- Directive:
Can you quote the data word for word, starting at the line containing "Exercise. Point out every instance of the woman's hand" and ending at the line containing "point(41, 142)", with both of those lines included?

- A few records:
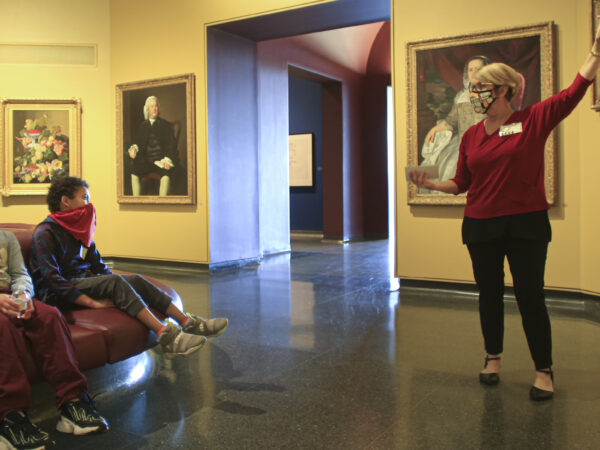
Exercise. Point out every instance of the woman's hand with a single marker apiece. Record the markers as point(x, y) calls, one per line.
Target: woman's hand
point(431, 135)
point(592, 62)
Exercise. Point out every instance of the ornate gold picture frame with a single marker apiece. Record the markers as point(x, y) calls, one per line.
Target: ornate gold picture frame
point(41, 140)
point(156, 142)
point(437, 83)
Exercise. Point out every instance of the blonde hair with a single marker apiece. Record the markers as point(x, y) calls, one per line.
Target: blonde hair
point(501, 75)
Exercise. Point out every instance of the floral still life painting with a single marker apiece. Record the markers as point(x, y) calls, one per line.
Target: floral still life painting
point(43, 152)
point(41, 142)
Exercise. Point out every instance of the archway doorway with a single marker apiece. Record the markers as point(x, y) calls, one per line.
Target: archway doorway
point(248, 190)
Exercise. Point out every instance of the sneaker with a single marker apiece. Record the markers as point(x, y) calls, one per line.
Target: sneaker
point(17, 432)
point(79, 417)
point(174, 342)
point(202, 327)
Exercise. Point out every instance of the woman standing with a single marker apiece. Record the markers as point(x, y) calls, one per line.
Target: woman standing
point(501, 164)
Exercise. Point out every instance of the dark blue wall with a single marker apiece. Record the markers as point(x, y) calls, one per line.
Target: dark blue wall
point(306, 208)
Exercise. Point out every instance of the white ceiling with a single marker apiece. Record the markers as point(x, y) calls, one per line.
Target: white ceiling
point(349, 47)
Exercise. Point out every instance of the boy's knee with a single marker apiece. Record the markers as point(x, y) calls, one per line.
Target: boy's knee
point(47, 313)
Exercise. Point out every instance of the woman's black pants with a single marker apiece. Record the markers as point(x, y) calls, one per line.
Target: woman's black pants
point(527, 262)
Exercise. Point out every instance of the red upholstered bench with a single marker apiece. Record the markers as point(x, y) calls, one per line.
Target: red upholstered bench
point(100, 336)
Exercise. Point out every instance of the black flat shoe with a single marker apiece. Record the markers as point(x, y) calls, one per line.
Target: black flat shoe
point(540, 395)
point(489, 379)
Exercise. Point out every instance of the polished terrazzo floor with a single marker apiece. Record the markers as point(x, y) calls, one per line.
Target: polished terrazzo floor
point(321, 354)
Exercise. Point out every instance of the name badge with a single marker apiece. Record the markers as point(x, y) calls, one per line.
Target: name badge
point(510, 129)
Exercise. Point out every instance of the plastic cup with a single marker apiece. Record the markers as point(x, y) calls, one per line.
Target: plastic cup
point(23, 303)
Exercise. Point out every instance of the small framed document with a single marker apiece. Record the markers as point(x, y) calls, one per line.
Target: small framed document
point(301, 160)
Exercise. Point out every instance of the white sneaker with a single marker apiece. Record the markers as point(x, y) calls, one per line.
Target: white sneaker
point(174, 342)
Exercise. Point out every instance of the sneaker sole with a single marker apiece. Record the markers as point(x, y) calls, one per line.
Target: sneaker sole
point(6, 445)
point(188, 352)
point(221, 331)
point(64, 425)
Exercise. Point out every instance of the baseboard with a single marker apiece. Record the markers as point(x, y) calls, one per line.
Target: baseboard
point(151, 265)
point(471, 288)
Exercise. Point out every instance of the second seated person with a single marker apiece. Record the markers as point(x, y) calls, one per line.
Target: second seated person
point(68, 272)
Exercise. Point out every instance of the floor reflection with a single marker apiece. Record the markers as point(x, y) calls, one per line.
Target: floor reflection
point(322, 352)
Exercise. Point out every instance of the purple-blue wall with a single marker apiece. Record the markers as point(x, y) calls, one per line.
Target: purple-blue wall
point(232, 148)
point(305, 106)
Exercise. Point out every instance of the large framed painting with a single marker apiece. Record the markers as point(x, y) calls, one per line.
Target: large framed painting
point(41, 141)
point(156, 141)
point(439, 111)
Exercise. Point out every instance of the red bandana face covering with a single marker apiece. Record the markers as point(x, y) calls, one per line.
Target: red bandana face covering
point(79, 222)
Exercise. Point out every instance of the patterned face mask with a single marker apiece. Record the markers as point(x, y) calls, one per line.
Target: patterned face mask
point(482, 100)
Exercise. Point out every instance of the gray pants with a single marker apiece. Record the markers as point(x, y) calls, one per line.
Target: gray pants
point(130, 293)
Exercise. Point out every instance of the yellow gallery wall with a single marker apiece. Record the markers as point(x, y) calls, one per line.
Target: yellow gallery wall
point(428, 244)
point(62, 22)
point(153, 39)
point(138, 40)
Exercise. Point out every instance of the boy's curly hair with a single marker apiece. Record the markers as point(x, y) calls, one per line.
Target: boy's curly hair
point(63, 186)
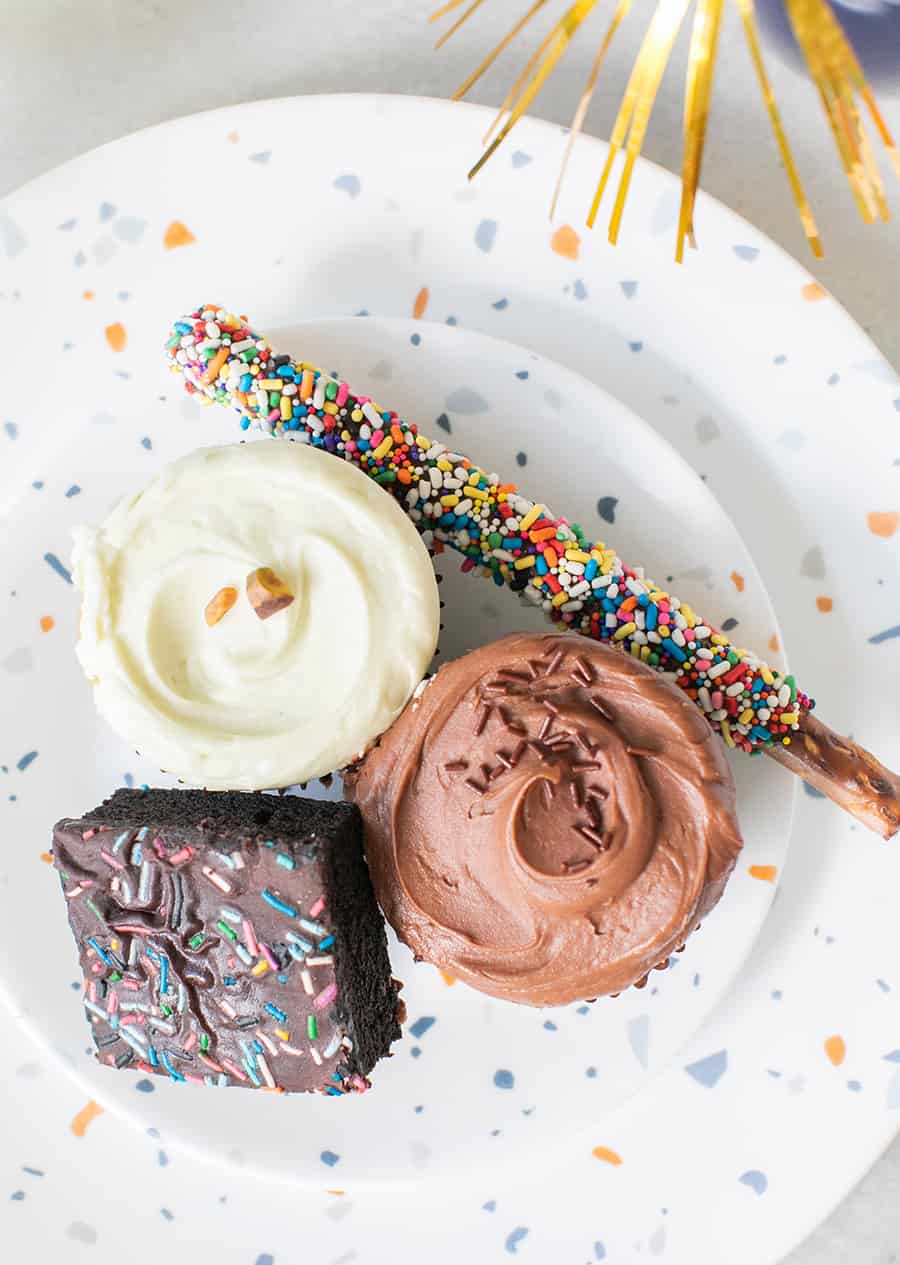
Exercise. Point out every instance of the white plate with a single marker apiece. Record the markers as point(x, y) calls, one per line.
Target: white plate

==

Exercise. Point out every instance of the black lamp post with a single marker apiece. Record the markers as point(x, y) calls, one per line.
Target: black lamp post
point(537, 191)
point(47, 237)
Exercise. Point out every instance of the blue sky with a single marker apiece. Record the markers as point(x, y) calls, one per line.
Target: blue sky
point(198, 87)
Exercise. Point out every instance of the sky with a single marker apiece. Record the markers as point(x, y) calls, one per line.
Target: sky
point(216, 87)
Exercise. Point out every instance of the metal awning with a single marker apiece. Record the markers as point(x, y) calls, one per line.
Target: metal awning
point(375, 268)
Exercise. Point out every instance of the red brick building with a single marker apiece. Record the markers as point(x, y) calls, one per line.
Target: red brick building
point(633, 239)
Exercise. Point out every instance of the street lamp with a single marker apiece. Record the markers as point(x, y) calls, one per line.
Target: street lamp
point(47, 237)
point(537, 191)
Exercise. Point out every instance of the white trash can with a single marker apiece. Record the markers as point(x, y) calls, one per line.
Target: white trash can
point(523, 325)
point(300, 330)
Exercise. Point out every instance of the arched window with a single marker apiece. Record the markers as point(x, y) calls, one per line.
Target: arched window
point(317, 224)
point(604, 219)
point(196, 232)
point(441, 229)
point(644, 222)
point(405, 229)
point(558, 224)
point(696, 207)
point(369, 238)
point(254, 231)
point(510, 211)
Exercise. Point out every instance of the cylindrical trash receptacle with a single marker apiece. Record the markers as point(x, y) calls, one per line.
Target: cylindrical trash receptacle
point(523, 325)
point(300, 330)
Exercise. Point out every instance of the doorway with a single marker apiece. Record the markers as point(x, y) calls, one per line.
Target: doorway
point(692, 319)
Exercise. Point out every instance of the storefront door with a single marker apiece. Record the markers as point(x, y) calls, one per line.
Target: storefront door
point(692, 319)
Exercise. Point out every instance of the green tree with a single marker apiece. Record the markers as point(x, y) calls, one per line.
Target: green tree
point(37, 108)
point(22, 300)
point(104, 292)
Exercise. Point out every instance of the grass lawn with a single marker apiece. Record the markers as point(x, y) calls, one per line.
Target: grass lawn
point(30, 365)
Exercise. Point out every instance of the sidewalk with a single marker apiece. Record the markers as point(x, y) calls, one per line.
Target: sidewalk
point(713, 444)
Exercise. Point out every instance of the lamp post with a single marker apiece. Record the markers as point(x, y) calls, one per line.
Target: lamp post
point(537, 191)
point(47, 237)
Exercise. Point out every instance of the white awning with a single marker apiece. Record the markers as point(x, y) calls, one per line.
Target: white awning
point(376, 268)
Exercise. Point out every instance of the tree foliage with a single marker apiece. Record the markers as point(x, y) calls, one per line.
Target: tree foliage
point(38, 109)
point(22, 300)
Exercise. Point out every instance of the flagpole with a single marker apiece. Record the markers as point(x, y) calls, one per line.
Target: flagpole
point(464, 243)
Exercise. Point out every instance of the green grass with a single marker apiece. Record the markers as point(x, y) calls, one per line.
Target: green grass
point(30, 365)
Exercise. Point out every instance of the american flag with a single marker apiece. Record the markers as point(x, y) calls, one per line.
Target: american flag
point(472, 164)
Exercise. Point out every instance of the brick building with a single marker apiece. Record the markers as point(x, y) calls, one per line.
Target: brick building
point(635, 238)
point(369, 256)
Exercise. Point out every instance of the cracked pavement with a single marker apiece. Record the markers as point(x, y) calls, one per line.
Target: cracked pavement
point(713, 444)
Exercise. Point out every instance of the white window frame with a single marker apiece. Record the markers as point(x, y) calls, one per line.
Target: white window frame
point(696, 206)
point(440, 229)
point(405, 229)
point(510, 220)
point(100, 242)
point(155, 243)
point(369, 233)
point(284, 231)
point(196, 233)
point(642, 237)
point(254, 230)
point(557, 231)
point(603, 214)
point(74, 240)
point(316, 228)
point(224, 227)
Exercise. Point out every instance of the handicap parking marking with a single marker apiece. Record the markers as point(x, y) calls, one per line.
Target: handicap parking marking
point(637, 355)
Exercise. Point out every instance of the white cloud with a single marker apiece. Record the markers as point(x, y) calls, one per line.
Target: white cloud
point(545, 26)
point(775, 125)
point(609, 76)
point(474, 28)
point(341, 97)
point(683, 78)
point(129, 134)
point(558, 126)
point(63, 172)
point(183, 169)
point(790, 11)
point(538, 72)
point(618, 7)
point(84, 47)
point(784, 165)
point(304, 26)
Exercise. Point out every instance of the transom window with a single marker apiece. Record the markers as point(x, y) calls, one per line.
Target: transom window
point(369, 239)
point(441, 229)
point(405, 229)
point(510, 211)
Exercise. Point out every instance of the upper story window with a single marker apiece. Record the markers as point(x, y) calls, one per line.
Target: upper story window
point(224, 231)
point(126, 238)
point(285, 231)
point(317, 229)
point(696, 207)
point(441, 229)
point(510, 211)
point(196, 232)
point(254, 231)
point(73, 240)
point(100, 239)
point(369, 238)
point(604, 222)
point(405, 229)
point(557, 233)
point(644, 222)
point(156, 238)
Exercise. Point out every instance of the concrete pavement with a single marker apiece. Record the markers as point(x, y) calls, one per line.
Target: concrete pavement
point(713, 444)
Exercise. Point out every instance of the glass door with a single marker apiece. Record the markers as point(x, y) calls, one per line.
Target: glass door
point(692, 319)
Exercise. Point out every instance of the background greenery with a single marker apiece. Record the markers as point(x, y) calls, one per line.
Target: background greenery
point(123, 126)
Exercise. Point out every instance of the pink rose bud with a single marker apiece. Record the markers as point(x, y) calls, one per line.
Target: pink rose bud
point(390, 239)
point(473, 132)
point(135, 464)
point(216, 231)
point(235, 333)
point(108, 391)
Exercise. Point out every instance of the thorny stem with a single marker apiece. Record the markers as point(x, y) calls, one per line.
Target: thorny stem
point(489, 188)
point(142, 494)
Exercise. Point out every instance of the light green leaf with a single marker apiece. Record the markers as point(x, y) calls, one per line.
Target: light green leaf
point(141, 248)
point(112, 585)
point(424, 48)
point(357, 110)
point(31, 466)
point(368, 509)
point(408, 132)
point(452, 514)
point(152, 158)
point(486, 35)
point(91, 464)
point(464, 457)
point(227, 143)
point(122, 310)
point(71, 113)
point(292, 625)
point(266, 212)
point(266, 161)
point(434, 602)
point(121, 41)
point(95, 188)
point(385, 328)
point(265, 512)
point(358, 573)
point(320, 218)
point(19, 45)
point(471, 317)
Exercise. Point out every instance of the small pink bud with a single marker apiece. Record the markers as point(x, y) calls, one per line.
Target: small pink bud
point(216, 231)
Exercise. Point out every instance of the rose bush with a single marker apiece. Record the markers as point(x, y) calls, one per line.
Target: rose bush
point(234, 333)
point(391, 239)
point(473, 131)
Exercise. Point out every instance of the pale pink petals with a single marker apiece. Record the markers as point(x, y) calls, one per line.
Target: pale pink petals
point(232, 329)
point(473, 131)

- Completed task:
Exercise. Point out every instance of the woman's hand with a single marker apiece. Record the markers as point(x, y) calls, one per line.
Target: woman's hand
point(431, 135)
point(592, 62)
Exercise. Point out every instance of the ornate gold picture frame with a single marker apiece. Record the markers as point(x, y) calls, one per line.
Target: ornate gold picture frame
point(41, 140)
point(156, 142)
point(437, 83)
Exercise. Point out every instance of the blonde hair with a single marker apiece. Record the markers as point(x, y) calls, one per line.
Target: blonde hair
point(501, 75)
Exercise. Point out every instance of the floral still life painting with a single marker apiece. Record the markers as point(x, y) calls, one per line.
Target: floral still life painting
point(43, 152)
point(41, 142)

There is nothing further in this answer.